● **Textauszug**

%%

Photovoltaik ist toll. Solar liegt im Trend. Mit einem Balkonkraftwerk war es noch nie so einfach, die eigene Stromrechnung zu verringern. Wäre da nicht ein kleines Problem…

Autor: Walter Feichtinger

Strafzahlungen beim Betrieb von Balkonkraftwerken fällig? Artikelbild: Pexels
Strafzahlungen beim Betrieb von Balkonkraftwerken fällig? Artikelbild: Pexels

*** Update: Strafzahlungen für Balkonkraftwerke wurden abgeschafft, siehe unten ***

Steigende Energiepreise und kein Ende in Sicht. Da ist es sehr verlockend, den benötigten Strom selbst zu produzieren. Aber nicht jede:r hat die Möglichkeit, eine große Solaranlage auf dem eigenen Hausdach zu betreiben. Kleinkraftwerke am eigenen Balkon sind für solche Fälle eine Option: Sie sind sehr leicht aufzustellen und brauchen in Deutschland bei einer Leistung bis zu 600W nicht einmal eine Genehmigung. Alle wichtigen Informationen dazu haben wir hier zusammengefasst. Wie viel Strom und Geld Sie so ein­sparen, zeigt Ihnen der Stecker-Solar-Simulator der HTW Berlin.

%%

● **Aufgabe 1**
Stimmen die folgenden Aussagen mit dem Text über Balkonkraftwerke überein? Antworten Sie zu jeder mit Ja oder Nein und zitieren Sie die entscheidenden Worte wörtlich.
(a) In Deutschland ist für ein Balkonkraftwerk mit bis zu 600W keine Genehmigung nötig.
(b) Laut dem Update werden für Balkonkraftwerke weiterhin Strafzahlungen verlangt.
(c) Der Stecker-Solar-Simulator stammt von der HTW Berlin.
● **Aufgabe 2**
Schreiben Sie aus dem Text über Balkonkraftwerke alles von „Autor: Walter Feichtinger“ bis hinunter zu „der HTW Berlin.“ genau ab.
Die Zeilen danach werden für die Aufgaben nicht gebraucht.

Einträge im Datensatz
%%

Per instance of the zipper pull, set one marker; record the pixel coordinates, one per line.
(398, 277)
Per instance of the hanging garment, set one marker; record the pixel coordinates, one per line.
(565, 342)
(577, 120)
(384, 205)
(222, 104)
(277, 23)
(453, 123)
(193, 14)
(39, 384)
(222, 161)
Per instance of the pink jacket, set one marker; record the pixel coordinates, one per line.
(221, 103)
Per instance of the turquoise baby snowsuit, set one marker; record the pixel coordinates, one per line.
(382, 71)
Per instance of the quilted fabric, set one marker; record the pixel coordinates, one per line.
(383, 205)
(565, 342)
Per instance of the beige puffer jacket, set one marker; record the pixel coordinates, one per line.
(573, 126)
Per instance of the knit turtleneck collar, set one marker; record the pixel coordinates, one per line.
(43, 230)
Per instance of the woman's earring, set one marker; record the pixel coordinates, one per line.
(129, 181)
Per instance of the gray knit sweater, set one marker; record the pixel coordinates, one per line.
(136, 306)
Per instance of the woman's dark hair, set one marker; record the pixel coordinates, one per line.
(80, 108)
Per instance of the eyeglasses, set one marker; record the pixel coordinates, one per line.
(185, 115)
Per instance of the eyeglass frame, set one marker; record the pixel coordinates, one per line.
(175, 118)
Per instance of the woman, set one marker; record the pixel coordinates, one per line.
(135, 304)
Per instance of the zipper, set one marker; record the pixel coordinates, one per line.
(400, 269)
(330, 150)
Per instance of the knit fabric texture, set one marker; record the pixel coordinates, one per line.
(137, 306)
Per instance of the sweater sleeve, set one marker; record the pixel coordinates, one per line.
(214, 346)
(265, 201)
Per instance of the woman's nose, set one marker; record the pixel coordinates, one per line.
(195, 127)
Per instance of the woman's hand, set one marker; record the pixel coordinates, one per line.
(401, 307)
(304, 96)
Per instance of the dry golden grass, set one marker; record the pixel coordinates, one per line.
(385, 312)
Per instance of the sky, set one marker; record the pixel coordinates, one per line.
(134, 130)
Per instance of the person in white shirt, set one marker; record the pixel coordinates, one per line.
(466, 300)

%%

● **Antwort 1**
(a) Ja: „brauchen in Deutschland bei einer Leistung bis zu 600W nicht einmal eine Genehmigung“
(b) Nein: „Strafzahlungen für Balkonkraftwerke wurden abgeschafft“
(c) Ja: „der Stecker-Solar-Simulator der HTW Berlin“

● **Antwort 2**
Autor: Walter Feichtinger

Strafzahlungen beim Betrieb von Balkonkraftwerken fällig? Artikelbild: Pexels
Strafzahlungen beim Betrieb von Balkonkraftwerken fällig? Artikelbild: Pexels

*** Update: Strafzahlungen für Balkonkraftwerke wurden abgeschafft, siehe unten ***

Steigende Energiepreise und kein Ende in Sicht. Da ist es sehr verlockend, den benötigten Strom selbst zu produzieren. Aber nicht jede:r hat die Möglichkeit, eine große Solaranlage auf dem eigenen Hausdach zu betreiben. Kleinkraftwerke am eigenen Balkon sind für solche Fälle eine Option: Sie sind sehr leicht aufzustellen und brauchen in Deutschland bei einer Leistung bis zu 600W nicht einmal eine Genehmigung. Alle wichtigen Informationen dazu haben wir hier zusammengefasst. Wie viel Strom und Geld Sie so ein­sparen, zeigt Ihnen der Stecker-Solar-Simulator der HTW Berlin.